READING TEXT

While some initially assumed that Old Lace would be CGI for production, she was actually a complex puppet and physically present on set.
Molly Hernandez, named Hayes in the comics, is a young mutant who possesses super-strength. Molly is also the youngest member of the group and one of the strongest characters in the Marvel Universe, having once punched Wolverine through a church. She goes by the code name Princess Powerful.
Like Karolina, Molly’s backstory will change for the adaptation. Her parents, also members of the Pride, died in a mysterious fire before the start of the series, and she’s adopted by Gert’s parents the Yorkes. As the rights to Marvel’s mutants belong to Fox, we probably shouldn’t expect the M-word to be uttered on Runaways.
The oldest of the group, Chase first appears to fit into the stereotype of the “dumb jock,” but later proves himself technologically competent and intelligent. He possesses X-ray goggles that allow him to see through solid objects, and the “Fistigons,” which let him create and manipulate fire. He takes the code name Talkback in reference to his smarmy attitude.

WHAT YOU WILL DO
**1.** According to the Runaways passage, what code name does Molly go by?
**2.** Reproduce the Runaways passage from "Like Karolina, Molly’s" to "his smarmy attitude.".
The entries play no part in this work.

DATA EXTRACT
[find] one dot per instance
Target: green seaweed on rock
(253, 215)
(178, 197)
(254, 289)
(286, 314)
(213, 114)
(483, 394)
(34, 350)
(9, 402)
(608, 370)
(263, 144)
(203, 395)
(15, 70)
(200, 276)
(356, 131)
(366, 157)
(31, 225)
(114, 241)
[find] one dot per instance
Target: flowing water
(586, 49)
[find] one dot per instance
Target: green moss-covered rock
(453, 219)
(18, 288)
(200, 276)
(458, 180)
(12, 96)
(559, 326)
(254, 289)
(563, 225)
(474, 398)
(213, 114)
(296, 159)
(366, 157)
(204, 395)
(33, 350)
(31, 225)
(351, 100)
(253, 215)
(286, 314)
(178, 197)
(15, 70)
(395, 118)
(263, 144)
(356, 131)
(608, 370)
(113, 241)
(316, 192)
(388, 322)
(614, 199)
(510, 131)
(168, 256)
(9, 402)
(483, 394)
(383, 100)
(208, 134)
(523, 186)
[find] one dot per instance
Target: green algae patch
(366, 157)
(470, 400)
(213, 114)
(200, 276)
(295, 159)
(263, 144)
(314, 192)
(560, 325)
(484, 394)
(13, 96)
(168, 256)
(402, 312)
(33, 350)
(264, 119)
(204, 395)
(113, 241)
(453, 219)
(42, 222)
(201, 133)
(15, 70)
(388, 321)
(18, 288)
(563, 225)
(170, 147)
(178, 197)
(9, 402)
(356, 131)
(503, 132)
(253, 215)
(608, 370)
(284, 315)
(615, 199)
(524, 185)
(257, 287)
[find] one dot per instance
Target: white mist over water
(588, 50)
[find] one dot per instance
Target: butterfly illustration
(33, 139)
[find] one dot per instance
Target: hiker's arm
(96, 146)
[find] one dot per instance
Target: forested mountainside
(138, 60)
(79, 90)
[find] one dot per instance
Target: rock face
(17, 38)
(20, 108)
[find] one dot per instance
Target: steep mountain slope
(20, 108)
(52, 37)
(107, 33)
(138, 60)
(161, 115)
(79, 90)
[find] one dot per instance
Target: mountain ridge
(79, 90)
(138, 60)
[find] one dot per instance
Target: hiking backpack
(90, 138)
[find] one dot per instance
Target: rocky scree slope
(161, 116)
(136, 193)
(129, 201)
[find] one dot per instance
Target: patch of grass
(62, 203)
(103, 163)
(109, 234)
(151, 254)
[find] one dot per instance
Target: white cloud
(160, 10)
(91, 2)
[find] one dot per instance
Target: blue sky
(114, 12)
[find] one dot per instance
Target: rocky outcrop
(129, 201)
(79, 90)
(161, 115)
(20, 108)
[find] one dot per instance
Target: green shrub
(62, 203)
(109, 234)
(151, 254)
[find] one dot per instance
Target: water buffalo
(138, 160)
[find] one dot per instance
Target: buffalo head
---
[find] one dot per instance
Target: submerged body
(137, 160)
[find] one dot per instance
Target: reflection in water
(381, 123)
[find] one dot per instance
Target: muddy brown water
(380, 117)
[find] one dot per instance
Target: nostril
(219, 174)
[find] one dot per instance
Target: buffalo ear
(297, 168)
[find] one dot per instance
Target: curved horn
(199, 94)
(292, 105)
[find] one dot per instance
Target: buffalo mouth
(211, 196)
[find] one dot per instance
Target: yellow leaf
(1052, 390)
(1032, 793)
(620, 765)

SOLUTIONS TO EACH TASK
**1.** Princess Powerful

**2.**
Like Karolina, Molly’s backstory will change for the adaptation. Her parents, also members of the Pride, died in a mysterious fire before the start of the series, and she’s adopted by Gert’s parents the Yorkes. As the rights to Marvel’s mutants belong to Fox, we probably shouldn’t expect the M-word to be uttered on Runaways.
The oldest of the group, Chase first appears to fit into the stereotype of the “dumb jock,” but later proves himself technologically competent and intelligent. He possesses X-ray goggles that allow him to see through solid objects, and the “Fistigons,” which let him create and manipulate fire. He takes the code name Talkback in reference to his smarmy attitude.